▸ WHAT YOU HAVE TO DO
Copy out everything from the start of the data down to the line containing "positive clicks: (467, 293)", including that line.

═══

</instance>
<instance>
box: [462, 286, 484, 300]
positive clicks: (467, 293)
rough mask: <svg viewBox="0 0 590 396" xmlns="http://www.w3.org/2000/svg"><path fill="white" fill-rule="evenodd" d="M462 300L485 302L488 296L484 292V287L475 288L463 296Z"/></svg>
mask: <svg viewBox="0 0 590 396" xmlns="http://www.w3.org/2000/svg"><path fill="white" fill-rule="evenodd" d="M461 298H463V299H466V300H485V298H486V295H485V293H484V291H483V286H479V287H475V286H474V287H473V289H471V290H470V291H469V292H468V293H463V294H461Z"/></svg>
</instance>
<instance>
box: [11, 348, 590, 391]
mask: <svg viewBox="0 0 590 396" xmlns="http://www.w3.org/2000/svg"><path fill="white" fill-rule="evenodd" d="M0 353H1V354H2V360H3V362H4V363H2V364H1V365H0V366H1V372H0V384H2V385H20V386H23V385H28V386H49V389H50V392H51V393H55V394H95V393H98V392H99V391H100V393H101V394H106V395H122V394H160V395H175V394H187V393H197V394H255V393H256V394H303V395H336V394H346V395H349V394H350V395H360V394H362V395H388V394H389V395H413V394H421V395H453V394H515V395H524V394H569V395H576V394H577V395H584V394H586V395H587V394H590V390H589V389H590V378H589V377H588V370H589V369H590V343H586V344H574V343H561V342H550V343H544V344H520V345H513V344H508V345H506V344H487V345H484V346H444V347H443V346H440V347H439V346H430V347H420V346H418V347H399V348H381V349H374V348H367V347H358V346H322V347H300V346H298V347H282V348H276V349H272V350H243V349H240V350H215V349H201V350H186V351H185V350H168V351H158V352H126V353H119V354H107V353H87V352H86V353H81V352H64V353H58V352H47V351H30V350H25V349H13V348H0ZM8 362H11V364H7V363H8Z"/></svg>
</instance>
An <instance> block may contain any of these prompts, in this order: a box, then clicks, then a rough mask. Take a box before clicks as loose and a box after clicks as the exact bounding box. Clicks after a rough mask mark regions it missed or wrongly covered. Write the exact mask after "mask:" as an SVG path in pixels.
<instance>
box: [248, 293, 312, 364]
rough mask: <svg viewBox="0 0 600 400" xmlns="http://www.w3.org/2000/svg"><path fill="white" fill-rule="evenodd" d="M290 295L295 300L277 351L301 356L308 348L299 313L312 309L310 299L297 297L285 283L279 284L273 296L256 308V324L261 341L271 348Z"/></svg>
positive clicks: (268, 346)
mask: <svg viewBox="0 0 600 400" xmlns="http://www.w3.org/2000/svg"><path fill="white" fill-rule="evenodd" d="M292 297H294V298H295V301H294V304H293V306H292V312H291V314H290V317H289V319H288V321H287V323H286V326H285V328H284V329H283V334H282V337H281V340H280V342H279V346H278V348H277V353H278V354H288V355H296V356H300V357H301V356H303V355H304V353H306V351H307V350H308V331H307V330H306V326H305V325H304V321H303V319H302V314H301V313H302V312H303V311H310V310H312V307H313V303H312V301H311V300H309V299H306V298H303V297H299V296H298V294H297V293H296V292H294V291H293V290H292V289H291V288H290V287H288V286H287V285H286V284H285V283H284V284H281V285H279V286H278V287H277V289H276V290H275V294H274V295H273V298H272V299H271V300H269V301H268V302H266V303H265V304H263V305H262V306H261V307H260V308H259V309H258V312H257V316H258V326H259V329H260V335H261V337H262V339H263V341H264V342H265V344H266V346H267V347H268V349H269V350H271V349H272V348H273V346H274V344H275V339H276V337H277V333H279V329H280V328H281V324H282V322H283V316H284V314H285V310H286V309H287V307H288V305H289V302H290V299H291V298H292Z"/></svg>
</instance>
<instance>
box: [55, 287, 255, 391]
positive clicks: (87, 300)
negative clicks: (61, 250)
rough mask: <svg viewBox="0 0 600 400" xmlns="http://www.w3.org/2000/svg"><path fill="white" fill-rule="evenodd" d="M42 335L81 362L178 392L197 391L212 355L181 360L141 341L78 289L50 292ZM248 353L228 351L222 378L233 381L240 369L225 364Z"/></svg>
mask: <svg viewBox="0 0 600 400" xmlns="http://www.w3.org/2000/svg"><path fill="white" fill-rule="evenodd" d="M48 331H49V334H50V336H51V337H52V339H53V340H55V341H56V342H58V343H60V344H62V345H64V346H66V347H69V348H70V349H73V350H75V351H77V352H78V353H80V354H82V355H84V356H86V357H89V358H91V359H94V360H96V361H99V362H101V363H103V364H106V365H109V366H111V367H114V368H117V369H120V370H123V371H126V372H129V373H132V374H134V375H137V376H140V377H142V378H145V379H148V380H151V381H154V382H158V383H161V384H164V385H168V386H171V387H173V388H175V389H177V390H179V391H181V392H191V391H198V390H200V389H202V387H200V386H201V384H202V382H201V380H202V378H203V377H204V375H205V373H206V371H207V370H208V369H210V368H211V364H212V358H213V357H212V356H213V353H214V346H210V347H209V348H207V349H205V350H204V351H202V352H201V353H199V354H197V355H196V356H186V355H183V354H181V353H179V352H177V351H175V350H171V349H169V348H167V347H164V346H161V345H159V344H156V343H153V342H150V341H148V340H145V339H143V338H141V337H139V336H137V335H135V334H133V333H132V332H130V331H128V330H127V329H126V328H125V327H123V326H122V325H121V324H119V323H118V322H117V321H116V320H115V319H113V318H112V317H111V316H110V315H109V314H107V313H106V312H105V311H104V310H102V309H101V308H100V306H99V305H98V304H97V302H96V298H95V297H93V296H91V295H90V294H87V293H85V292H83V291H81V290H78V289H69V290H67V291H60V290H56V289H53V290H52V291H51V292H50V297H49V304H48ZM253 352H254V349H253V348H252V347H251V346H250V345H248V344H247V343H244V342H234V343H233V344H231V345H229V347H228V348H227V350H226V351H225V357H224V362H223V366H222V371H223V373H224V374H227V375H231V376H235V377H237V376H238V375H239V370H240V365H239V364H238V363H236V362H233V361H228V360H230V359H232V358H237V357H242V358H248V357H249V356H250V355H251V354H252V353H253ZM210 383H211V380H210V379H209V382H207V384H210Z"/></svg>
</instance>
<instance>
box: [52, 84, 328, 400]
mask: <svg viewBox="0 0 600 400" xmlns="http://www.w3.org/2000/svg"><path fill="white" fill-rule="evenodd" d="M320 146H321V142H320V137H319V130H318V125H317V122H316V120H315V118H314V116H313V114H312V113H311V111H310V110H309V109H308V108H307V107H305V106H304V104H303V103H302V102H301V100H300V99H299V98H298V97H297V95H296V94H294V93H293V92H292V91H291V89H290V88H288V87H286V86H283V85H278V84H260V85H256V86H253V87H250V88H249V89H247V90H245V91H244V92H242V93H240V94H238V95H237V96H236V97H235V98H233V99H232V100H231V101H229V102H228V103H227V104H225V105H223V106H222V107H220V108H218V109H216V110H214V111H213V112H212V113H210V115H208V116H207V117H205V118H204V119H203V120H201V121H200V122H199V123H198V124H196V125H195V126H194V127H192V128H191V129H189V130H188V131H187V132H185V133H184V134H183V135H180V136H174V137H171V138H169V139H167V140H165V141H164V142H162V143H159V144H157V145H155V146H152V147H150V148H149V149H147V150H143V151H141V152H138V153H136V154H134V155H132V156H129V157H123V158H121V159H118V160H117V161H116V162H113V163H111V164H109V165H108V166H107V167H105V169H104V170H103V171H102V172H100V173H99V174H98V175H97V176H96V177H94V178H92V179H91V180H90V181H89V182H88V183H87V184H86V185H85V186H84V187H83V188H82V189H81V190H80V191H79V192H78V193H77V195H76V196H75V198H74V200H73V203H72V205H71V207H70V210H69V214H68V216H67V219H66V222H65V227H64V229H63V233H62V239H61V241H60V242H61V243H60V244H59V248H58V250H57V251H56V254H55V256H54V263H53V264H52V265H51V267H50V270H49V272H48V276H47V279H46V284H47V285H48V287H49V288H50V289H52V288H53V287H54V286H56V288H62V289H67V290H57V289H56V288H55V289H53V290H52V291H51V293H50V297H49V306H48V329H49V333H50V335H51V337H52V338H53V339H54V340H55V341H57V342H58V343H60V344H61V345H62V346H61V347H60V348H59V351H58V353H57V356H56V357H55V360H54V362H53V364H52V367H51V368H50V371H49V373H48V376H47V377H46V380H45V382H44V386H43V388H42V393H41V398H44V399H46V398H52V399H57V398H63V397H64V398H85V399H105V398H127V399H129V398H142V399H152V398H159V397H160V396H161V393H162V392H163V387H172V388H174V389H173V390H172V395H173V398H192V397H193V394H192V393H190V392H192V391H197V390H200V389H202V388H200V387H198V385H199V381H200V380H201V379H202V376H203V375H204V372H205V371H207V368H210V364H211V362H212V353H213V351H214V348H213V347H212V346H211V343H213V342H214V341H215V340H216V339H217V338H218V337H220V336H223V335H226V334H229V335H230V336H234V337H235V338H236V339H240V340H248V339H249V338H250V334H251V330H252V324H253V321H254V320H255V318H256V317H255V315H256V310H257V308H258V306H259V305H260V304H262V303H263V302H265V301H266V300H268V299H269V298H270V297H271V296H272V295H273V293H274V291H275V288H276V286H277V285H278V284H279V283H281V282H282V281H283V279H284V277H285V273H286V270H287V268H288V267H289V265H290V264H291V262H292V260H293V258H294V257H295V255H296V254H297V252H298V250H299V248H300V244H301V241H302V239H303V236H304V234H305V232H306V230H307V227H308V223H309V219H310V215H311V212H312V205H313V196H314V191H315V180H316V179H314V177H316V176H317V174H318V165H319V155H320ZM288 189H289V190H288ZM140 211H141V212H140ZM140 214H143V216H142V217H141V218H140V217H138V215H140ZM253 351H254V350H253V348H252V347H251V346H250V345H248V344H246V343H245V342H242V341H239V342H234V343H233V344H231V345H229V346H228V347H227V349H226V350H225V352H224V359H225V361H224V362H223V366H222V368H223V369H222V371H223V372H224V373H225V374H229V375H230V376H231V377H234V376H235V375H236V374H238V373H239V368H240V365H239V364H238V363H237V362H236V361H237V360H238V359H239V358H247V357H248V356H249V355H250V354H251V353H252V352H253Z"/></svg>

═══

▸ THE ANSWER
</instance>
<instance>
box: [462, 286, 484, 300]
positive clicks: (467, 293)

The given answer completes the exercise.